Give Your Pumpkins a Bleach Bath

After your pumpkins are all nice clean, now it’s time to let them soak in a bleach bath. You could either use a sink or a tub for this, but I opted for a sink since I did not have that many pumpkins to begin with. And plus, it wouldn’t take so long to fill up my sink versus my bathtub.

A good rule of thumb for a bleach bath is to use 1 tsp (or capful) of bleach per gallon of water. Once I had the bleach water ready, I placed the pumpkins in. And also, did you know that pumpkins float?! Which is so crazy to me because they are so heavy! But anyway, I let them soak for about 5 minutes and then flipped them over (since they were floating) to get the other side for another 5 minutes.

I’ve read differing opinions on how long to let your pumpkins soak in a bleach bath too. I’ve seen 5 minutes, 30 minutes, and even an hour. So I am not exactly sure which one is considered “the best” but I figured I would just share with you all what I did exactly.

+---+

- ACTIONS TO TAKE -
A - In the pumpkin bleach bath passage, rewrite everything from "I’ve read differing" down to "I did exactly.", substituting "conflicting opinions" for "differing opinions".
B - Summarize the pumpkin bleach bath passage in two sentences.
C - Answer these questions on the pumpkin bleach bath passage:
(i) How much bleach per gallon of water does the suggested rule of thumb call for?
(ii) What two reasons does the writer give for choosing a sink over a tub?
(iii) What soaking times has the writer seen suggested?

Dataset rows on where objects appear:
+---+

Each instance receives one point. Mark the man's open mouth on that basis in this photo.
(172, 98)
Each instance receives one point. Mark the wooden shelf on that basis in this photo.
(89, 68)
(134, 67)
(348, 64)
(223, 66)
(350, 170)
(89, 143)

+---+

- ANSWERS FOR THE TASKS -
A -
I’ve read conflicting opinions on how long to let your pumpkins soak in a bleach bath too. I’ve seen 5 minutes, 30 minutes, and even an hour. So I am not exactly sure which one is considered “the best” but I figured I would just share with you all what I did exactly.

B - Once the pumpkins are clean, they soak in a sink or tub filled with bleach water mixed at about 1 teaspoon (or capful) of bleach per gallon. The writer used a sink and soaked the floating pumpkins for about 5 minutes on each side, noting that other recommended soaking times range from 5 minutes to an hour and that it is unclear which is best.

C -
(i) 1 teaspoon (or capful) of bleach per gallon of water.
(ii) The writer did not have many pumpkins, and a sink fills faster than a bathtub.
(iii) 5 minutes, 30 minutes, and an hour.